▶ Directive
Can you convert the material below into a JSON list of strings, with one string for each line and blank lines omitted?

### Task data ###

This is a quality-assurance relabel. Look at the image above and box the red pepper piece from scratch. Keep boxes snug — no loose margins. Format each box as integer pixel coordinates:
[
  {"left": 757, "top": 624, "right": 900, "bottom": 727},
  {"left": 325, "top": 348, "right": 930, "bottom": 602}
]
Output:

###

▶ Expected answer
[
  "This is a quality-assurance relabel. Look at the image above and box the red pepper piece from scratch. Keep boxes snug — no loose margins. Format each box as integer pixel coordinates:",
  "[",
  "  {\"left\": 757, \"top\": 624, \"right\": 900, \"bottom\": 727},",
  "  {\"left\": 325, \"top\": 348, \"right\": 930, \"bottom\": 602}",
  "]",
  "Output:"
]